Sean Ingle is a British sports journalist. He is currently the chief sports reporter and columnist for The Guardian and The Observer. He was previously the newspaper's athletics correspondent and online sports editor.

Early life and education
Ingle was born in Luton, UK. He was educated at Luton Sixth Form College before graduating from the University of Sheffield with a first-class degree in Political Science and Government in 1997.

Career
Ingle began his career in journalism as a sports writer for EMAP in 1998. He joined The Guardian a year and a half later in the same capacity until he was promoted to deputy sports editor and then sports editor of the website in 2004. He also launched the popular podcast Football Weekly, which was nominated for a Sony award.

Ingle was posted to Germany to cover the 2006 World Cup for The Guardian. In Baden-Baden, while at a restaurant with colleague Jonathan Wilson, he was bitten on the buttocks by a German Shepherd; the dog bit him so hard that he bled.

He remained as the sports editor of the website until after the 2012 Olympics in London, when he was named a senior sports writer and Athletics Correspondent, as he returned to full-time reporting duties for The Guardian, Observer and the website. He also began writing a weekly column on issues in sport.

* [Requests]
1. According to the Sean Ingle profile, what degree did Ingle earn from the University of Sheffield, and in what year?
2. Using the Sean Ingle profile, decide whether each statement agrees with it: (a) Ingle started in journalism at EMAP in 1998; (b) the podcast Football Weekly won a Sony award; (c) Ingle was bitten by a dog while at a restaurant in Baden-Baden.

* [Data lines]
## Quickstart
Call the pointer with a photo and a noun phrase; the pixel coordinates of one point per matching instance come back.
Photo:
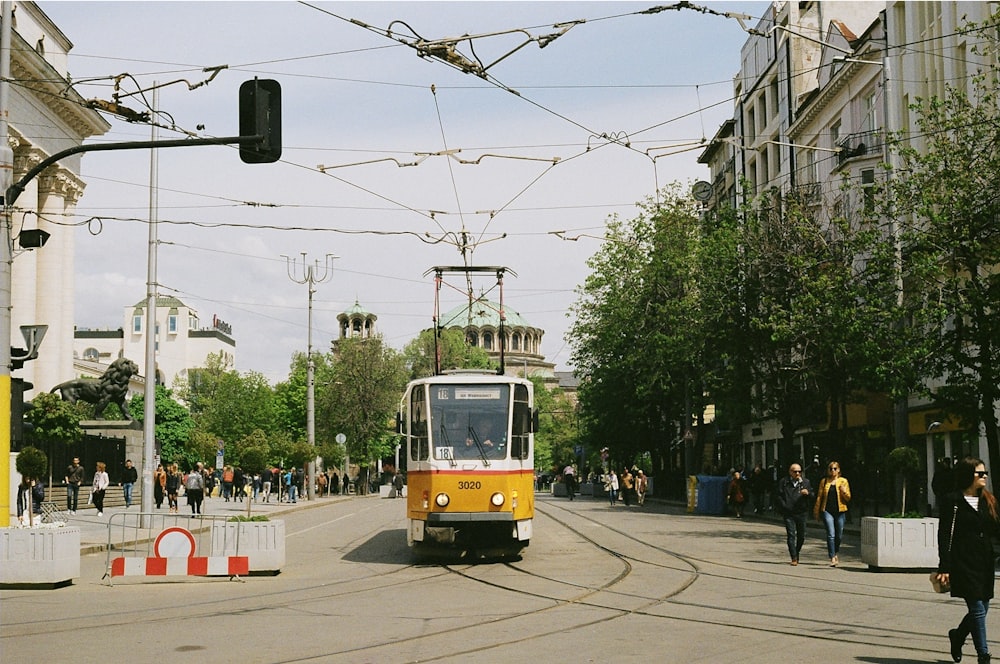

* [Answers by task]
1. A first-class degree in Political Science and Government, in 1997.

2.
(a) Yes: "Ingle began his career in journalism as a sports writer for EMAP in 1998."
(b) No: "which was nominated for a Sony award."
(c) Yes: "In Baden-Baden, while at a restaurant with colleague Jonathan Wilson, he was bitten on the buttocks by a German Shepherd"